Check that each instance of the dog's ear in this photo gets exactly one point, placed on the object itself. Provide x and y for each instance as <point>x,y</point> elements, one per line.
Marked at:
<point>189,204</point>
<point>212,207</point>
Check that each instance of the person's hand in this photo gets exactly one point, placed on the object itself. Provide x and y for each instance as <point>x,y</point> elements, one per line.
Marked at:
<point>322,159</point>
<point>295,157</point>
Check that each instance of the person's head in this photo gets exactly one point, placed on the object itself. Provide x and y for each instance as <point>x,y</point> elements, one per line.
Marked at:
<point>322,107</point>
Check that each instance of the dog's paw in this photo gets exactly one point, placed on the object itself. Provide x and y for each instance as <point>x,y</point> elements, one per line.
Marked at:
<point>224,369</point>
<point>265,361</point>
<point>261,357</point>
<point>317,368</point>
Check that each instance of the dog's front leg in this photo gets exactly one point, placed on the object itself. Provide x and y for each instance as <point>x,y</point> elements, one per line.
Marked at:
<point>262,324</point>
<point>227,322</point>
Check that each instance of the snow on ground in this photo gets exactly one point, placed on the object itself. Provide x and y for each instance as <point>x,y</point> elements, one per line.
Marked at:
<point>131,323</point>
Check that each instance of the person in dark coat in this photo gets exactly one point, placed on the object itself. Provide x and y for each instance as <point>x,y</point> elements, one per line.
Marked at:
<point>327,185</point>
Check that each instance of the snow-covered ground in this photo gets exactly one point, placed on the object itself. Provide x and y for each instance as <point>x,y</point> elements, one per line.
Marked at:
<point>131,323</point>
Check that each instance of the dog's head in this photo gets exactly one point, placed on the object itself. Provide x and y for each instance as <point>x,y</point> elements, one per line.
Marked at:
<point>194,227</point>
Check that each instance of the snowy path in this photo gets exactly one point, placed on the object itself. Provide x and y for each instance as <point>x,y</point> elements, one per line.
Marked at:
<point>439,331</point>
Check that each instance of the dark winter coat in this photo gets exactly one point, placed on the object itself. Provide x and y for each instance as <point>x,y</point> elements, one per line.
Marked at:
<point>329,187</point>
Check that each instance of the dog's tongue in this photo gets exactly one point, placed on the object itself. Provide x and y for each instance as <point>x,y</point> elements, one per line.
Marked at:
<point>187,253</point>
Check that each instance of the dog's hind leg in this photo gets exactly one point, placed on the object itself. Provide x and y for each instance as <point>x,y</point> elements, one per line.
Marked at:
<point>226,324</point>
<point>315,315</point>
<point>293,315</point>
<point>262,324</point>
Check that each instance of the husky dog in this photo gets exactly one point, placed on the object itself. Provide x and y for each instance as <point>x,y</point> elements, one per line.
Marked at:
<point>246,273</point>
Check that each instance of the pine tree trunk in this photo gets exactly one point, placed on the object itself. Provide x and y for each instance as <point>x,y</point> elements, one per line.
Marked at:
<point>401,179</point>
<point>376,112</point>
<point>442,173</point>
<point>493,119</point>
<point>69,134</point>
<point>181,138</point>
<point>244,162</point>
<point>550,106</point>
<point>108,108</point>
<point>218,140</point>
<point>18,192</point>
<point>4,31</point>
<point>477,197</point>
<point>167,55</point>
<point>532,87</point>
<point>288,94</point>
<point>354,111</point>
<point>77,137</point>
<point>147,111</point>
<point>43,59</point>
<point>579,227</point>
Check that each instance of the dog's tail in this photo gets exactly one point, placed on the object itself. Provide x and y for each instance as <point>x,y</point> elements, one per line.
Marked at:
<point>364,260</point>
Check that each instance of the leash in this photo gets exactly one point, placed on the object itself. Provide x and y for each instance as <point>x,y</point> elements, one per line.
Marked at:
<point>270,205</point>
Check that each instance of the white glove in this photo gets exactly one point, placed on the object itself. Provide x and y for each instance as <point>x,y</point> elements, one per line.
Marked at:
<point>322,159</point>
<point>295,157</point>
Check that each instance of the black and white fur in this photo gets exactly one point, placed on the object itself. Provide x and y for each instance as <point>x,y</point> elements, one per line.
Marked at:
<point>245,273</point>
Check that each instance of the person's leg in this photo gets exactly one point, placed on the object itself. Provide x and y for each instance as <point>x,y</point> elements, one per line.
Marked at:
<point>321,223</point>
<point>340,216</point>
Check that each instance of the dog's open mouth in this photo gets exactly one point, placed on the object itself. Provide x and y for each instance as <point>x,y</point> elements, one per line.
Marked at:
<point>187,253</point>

- - -

> _What is asked_: Set out the entries above as a numbered list, beginning at the line that contains "Check that each instance of the husky" and stopping after the line that contains "<point>270,205</point>". Leave out any blank lines.

> _Complete answer_:
1. Check that each instance of the husky dog in this photo gets exactly one point, placed on the object itself. Provide x and y for each instance as <point>x,y</point> elements, one per line.
2. Marked at:
3. <point>246,273</point>
4. Check that each instance of the pine tree trunk in this photo gets exactly one point, placed on the object itself. Provide x and y for each instance as <point>x,y</point> elements, one per line.
5. Marked at:
6. <point>401,179</point>
7. <point>376,112</point>
8. <point>442,173</point>
9. <point>493,119</point>
10. <point>69,134</point>
11. <point>181,138</point>
12. <point>244,162</point>
13. <point>550,106</point>
14. <point>108,108</point>
15. <point>218,140</point>
16. <point>18,192</point>
17. <point>4,31</point>
18. <point>477,197</point>
19. <point>167,55</point>
20. <point>532,87</point>
21. <point>288,94</point>
22. <point>354,111</point>
23. <point>77,137</point>
24. <point>147,111</point>
25. <point>43,59</point>
26. <point>579,227</point>
27. Check that each instance of the dog's tail in this photo gets exactly one point, placed on the object itself. Provide x and y for each instance as <point>x,y</point> elements, one per line.
28. Marked at:
29. <point>364,260</point>
30. Check that each instance of the leash in this photo gets exactly one point, placed on the object itself. Provide x and y for each instance as <point>x,y</point> elements, one per line.
31. Marked at:
32. <point>270,205</point>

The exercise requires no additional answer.